Saved entries:
=== Begin Enclosure ===
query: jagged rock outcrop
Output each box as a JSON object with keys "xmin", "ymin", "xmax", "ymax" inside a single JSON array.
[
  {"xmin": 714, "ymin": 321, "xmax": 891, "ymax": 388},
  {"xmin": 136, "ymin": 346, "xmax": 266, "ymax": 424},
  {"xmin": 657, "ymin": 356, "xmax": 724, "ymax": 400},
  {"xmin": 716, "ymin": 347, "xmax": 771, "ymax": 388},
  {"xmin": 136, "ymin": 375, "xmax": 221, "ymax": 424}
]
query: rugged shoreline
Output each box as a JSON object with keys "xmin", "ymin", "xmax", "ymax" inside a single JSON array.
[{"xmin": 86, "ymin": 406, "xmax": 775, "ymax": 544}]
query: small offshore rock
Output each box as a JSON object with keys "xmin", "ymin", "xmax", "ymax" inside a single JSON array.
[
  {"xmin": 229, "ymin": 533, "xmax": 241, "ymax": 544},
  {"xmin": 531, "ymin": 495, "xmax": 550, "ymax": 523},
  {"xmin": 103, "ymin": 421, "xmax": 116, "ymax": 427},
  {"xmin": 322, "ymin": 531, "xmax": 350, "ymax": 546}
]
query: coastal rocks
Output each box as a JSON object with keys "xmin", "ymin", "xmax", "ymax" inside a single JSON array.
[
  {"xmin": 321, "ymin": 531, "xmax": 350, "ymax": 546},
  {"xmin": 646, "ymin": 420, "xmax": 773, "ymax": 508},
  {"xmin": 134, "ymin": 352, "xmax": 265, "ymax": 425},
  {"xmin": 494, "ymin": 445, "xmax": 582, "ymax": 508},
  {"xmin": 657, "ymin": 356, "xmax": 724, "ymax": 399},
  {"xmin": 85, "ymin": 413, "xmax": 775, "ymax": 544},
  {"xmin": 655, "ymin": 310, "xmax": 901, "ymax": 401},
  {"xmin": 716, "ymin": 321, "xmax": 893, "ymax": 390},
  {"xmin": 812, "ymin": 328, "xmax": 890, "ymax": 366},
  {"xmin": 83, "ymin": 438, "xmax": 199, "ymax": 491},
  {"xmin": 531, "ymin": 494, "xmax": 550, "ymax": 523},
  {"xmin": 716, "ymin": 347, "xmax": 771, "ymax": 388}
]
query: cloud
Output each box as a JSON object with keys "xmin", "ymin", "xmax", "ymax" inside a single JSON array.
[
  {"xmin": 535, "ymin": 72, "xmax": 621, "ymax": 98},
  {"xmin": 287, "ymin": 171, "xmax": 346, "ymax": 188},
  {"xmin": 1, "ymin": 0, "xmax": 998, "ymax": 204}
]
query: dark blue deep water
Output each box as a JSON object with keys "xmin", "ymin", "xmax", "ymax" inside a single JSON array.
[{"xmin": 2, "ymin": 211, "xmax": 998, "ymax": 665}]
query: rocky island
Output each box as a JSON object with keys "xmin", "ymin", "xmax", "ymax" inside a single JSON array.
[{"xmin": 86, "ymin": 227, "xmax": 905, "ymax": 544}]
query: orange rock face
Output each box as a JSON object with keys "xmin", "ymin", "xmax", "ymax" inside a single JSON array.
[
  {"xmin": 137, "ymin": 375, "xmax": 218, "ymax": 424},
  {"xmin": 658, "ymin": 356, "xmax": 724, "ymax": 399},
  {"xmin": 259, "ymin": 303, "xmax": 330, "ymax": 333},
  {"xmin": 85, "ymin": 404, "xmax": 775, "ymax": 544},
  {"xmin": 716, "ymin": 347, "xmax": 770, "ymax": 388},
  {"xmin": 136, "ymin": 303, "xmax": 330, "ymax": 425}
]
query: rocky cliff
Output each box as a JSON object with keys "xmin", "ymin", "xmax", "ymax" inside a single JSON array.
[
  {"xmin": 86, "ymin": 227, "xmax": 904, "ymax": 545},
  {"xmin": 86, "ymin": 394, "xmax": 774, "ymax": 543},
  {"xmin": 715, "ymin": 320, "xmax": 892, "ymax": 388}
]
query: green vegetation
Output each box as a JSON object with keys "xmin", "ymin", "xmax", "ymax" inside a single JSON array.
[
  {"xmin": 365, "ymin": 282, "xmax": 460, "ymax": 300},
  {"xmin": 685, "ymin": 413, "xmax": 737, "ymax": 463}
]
=== End Enclosure ===
* **Problem to work on**
Scan the lines above for "query: rocky cliff" and for "query: green vegetation". Repeat exactly the line holding each of them and every line in between.

* **Result**
query: rocky cliff
Output each box as a JSON object with keys "xmin", "ymin", "xmax", "ymax" inside a single JSON array.
[
  {"xmin": 86, "ymin": 227, "xmax": 904, "ymax": 545},
  {"xmin": 86, "ymin": 394, "xmax": 774, "ymax": 543},
  {"xmin": 715, "ymin": 320, "xmax": 892, "ymax": 388}
]
query: green vegetation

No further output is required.